August 14, 2025

Published in Legal

Complete guide to Capital Gains Tax for non-residents in Spain (2025)

Updated 2025 guide to Capital Gains Tax in Spain for non-residents: rates, 3% withholding, and tips to maximise your profit

Lorena Martin Legal Manager

Selling a property in Spain as a non-resident can involve specific taxation rules that are not always familiar to international owners. This guide, updated to August 2025, explains clearly how Capital Gains Tax (CGT) works for non-residents, the applicable rates, withholding requirements, deadlines, and how to optimise your sale to retain the highest possible return.

At Lucas Fox, we have extensive experience advising international property owners to ensure every sale is efficient, secure, and transparent.

1. Who is considered a non-resident for tax purposes?

Se considera residente fiscal en España quien pase más de 183 días al año en territorio español o tenga en España el centro o base de sus intereses económicos o familiares. Si no cumples estos criterios, eres no residente, aunque tengas una vivienda en el país.

  ¿Se considera actividad económica tener inmuebles arrendados en España? NO se considerará actividad económica y por tanto tendrá la consideración de no residente, el propietario que no acuda al servicio de un tercero a tiempo completo, para la gestión de sus alquileres. 

2. General tax rates for non-residents (2025)

  • 19%: for residents of European Union (EU) or European Economic Area (EEA) countries.

### SUPPLIED INFORMATION
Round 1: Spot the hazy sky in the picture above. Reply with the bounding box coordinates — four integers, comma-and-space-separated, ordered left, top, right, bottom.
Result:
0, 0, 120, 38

### EXERCISE 1
Answer these questions using the capital gains tax guide:
(a) What withholding percentage does the guide's subtitle mention?
(b) How many days a year must a person spend in Spanish territory to count as a tax resident?
(c) What rate applies to residents of EU or EEA countries?
### EXERCISE 2
Translate this sentence from the capital gains tax guide into English: "Si no cumples estos criterios, eres no residente, aunque tengas una vivienda en el país."
### EXERCISE 3
Carry on writing the capital gains tax guide, starting right after its last sentence.

### EXERCISE ANSWER 1
(a) 3%
(b) More than 183 days
(c) 19%

### EXERCISE ANSWER 2
If you do not meet these criteria, you are a non-resident, even if you have a home in the country.

### EXERCISE ANSWER 3
  • 24%: for residents of countries outside the EU/EEA, unless there is a Double Taxation Agreement that reduces the rate.

However, a 19% rate applies to capital gains arising from the sale of assets regardless of whether the non-resident is from within or outside the EU/EEA.
This means that for the sale of a property in Spain, all non-residents are taxed at 19% on capital gains.

3. The 3% withholding when selling a property

When a non-resident sells a property:

  • The buyer must withhold 3% of the sale price and pay it directly to the Spanish Tax Agency using Form 211 within roughly one month after the sale.

  • This withholding acts as an advance payment towards your final tax bill. If the actual tax due is lower, you can request a refund of the difference.

Example: Suppose the buyer has paid €6,000 to the tax authority (3% of the sale price), but the non-resident’s CGT liability calculated on Form 210 comes to €4,000. In this case, you could claim a refund of the extra €2,000.

4. How capital gains are calculated

The gain is calculated as the difference between the sale value and the purchase value of the property.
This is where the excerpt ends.